Copy the Yellowstone bison post between "2. Yellowstone is" and "about their importance.", inclusive, swapping "impressive" for "remarkable".
QUOTED PASSAGE Start Marker
Sunday, December 13, 2015

Yellowstone's Keystone Bison

Brett French, Billing Gazette
Apart from being one of the most beautiful places in the United States, Yellowstone's animals also carry a lot of importance.

Yellowstone's bison population contains 75% of the genetic diversity of the species. They are the only publicly-managed herd that has no cattle genes, which makes them vital in conservation efforts. This comes at the heels of discussion about culling the bison from 4,900 individuals to about 3,500. The Bison's ancestry contains a herd of 22 individuals who survived in the park, plus some bulls from Texas, and 18 individuals form western Montana. Not only that, but there appear to be two distinct herds of bison in the park.

Conservation efforts must focus on how unique these bison are to truly be effective.

Original Article
A proposed conservation efforts for 2015, with disease management at forefront


  1. This article interested me because it invokes the founder effect which we learned in class. Nice post !

  2. Yellowstone is an amazing place, and these bison are pretty interesting. 75% of genetic diversity of this species? …that is impressive. Thanks for sharing about their importance.

  3. It really is unfortunate that these once wild creatures are now nearly threatened. Although their population has bounced back a bit, they are still threatened and deemed functionally extinct. They serve no significant role in the ecosystem. If scientists could closely study their genetic diversity it might help other herds of bison outside of yellowstone.
QUOTED PASSAGE End Marker
DATA SUPPLIED Start Marker
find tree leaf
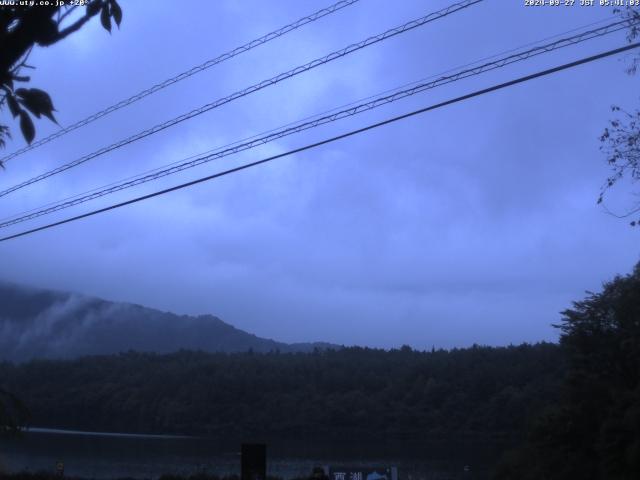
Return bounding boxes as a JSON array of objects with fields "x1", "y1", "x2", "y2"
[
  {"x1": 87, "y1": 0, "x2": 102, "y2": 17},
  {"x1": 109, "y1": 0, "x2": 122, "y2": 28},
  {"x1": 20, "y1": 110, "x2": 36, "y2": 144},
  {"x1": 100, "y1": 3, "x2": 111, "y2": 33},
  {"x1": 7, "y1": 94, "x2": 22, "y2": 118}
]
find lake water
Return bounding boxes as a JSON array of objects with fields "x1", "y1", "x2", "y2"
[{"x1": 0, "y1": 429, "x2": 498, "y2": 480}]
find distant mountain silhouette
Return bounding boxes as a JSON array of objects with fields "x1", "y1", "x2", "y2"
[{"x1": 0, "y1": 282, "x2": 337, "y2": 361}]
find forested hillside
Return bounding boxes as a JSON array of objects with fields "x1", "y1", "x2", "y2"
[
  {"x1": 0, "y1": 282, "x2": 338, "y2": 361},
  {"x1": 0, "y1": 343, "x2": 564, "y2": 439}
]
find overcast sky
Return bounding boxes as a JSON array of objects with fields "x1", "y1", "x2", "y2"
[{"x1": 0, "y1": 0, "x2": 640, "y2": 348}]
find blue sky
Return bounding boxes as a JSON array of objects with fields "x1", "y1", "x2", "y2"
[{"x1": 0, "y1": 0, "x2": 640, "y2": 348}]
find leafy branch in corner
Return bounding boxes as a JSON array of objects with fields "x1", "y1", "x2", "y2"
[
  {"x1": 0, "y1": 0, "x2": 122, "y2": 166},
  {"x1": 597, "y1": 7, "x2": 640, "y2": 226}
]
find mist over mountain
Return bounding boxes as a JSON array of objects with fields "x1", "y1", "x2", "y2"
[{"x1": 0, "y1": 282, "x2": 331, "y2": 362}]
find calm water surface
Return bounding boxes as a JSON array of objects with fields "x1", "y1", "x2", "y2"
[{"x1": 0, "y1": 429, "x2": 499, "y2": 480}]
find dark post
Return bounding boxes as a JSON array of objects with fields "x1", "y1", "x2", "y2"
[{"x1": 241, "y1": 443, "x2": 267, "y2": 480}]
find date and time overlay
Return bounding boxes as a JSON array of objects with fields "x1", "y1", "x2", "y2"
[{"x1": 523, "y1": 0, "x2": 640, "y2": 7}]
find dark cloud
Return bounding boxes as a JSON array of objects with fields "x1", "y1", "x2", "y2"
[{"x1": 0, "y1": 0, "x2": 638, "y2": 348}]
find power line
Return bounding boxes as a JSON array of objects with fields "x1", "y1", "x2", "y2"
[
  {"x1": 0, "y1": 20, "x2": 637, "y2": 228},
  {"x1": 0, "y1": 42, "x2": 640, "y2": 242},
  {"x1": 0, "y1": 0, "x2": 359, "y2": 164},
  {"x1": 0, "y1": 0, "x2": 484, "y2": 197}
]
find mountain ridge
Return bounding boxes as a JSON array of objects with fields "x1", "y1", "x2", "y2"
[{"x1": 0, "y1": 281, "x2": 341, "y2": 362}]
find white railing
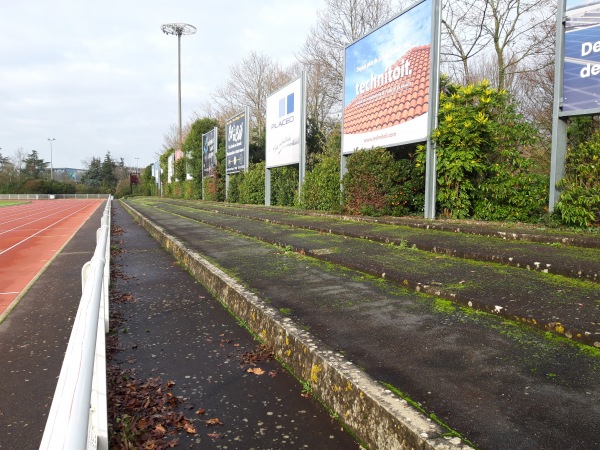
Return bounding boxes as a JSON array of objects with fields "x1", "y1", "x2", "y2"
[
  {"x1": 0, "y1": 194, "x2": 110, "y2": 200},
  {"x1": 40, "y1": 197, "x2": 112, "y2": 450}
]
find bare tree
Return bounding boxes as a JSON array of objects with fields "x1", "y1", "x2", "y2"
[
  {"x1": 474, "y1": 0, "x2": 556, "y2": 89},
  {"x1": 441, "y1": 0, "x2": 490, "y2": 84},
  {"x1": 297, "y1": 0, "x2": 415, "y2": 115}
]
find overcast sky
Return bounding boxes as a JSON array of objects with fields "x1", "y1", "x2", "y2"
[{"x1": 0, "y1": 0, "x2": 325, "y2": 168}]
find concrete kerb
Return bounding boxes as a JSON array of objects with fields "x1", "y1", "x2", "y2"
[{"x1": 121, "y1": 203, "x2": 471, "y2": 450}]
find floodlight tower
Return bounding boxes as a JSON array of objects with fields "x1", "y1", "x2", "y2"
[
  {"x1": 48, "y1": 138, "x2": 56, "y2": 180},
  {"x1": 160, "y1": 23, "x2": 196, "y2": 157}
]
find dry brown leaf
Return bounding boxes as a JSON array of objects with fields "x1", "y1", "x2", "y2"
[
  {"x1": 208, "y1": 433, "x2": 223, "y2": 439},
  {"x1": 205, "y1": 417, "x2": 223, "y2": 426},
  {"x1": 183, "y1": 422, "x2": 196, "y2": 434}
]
DATA SUPPLIED End Marker
**RESULT**
2. Yellowstone is an amazing place, and these bison are pretty interesting. 75% of genetic diversity of this species? …that is remarkable. Thanks for sharing about their importance.